• WHAT THE TASK REQUIRES: Extract every line in the lines below that contains the word "hillside", and copy each one out. Case counts.

• RECORDS TO USE:
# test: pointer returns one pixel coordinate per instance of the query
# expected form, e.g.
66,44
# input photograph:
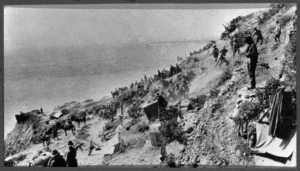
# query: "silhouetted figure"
277,32
252,55
258,35
215,52
71,155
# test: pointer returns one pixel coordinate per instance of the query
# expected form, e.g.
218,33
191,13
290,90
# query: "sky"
50,27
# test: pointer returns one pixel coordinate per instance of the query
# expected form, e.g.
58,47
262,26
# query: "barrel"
154,135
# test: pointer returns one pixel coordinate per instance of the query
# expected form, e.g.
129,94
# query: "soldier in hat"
277,31
71,155
252,55
222,58
235,47
162,104
259,36
215,53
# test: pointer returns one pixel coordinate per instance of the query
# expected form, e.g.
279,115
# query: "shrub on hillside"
227,74
199,100
270,88
142,127
285,19
171,131
65,111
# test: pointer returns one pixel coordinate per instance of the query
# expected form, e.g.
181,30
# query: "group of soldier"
251,51
166,74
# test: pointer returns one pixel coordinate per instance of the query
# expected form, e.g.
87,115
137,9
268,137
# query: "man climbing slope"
252,55
222,58
215,53
258,35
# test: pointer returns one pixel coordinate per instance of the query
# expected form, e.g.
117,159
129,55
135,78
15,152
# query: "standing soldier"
277,31
295,21
122,113
235,47
259,36
71,155
54,133
91,147
252,55
162,104
215,53
222,57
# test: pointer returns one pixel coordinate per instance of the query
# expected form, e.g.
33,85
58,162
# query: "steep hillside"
208,124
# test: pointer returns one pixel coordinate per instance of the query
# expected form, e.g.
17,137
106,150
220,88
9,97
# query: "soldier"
295,21
162,103
277,31
222,57
235,47
215,53
259,36
252,55
71,155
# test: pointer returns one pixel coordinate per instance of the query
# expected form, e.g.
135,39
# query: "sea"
46,78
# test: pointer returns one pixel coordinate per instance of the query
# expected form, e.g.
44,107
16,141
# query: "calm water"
81,74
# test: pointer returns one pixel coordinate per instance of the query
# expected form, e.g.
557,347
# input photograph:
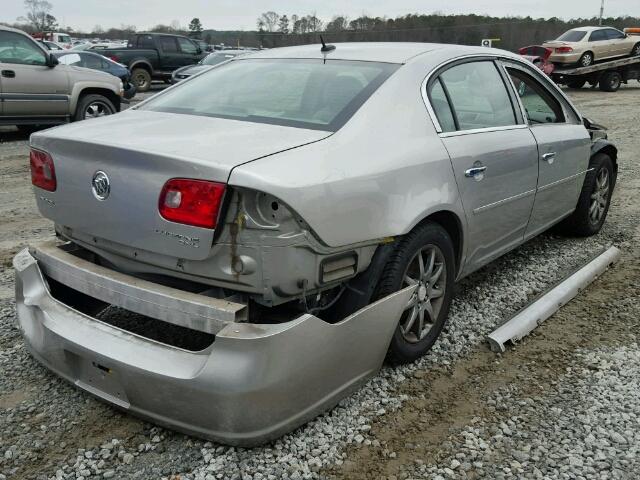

• EXERCISE RESULT:
# query: "shrub on hillside"
# query: "steep hillside"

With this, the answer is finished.